年中無休で、24時間の外来診療を続けている枚方市民病院(同市禁野本町2)の小児科が、態勢の維持に危機感を募らせている。当直を担う大学病院からの派遣医が過酷な勤務で疲弊しているうえ、4月から大幅に減る見込みとなったためだ。同病院は地元医師会を通じて開業医らへの協力を求めるなどしているが、光明は見えていない。【宮地佳那子】
同病院は、全国で小児科が減少傾向にある中、市民病院の役割として00年4月から北河内地区で唯一、「無休」の小児科診療を実施してきた。これを維持するため、当直時間帯(原則午後5時~翌午前9時)は、大阪医科大(高槻市)のほか、関西医科大(枚方市)や地元医師会から毎月計約30人の医師の派遣を受けている。
しかし、ほとんどの派遣医は、所属する大学病院で通常勤務があるため、当直開始時刻に間に合わなかったり、翌朝まで診療できなかったりすることが常態化。その場合、常勤医(計8人)が穴を埋めるなど、元々医師が足りないのが現状だ。
また、派遣医は複数の病院で当直勤務をこなすため、当直が月計8日にのぼる人も。特に患者が多い日曜は、ほぼ一睡もできないまま月曜の通常勤務に向かうなど、「命を削って勤務している状態」(同病院幹部)という。

### 課題の内容:
枚方市民病院小児科の記事を書き直してください。「年中無休で、24時間の外来診」を含む語句で始まり「人の医師の派遣を受けている。」で終わる部分を、「派遣医」を「応援医師」に置き換えて示してください。

(データセットの記録)
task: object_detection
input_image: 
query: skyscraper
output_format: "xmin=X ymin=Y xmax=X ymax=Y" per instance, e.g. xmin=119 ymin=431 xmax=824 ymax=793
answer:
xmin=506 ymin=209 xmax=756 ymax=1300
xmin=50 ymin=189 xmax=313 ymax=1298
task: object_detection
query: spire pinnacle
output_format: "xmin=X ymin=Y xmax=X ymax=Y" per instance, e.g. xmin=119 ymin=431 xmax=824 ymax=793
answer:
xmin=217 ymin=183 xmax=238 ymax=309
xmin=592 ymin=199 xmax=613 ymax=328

### 解答欄:
年中無休で、24時間の外来診療を続けている枚方市民病院(同市禁野本町2)の小児科が、態勢の維持に危機感を募らせている。当直を担う大学病院からの応援医師が過酷な勤務で疲弊しているうえ、4月から大幅に減る見込みとなったためだ。同病院は地元医師会を通じて開業医らへの協力を求めるなどしているが、光明は見えていない。【宮地佳那子】
同病院は、全国で小児科が減少傾向にある中、市民病院の役割として00年4月から北河内地区で唯一、「無休」の小児科診療を実施してきた。これを維持するため、当直時間帯(原則午後5時~翌午前9時)は、大阪医科大(高槻市)のほか、関西医科大(枚方市)や地元医師会から毎月計約30人の医師の派遣を受けている。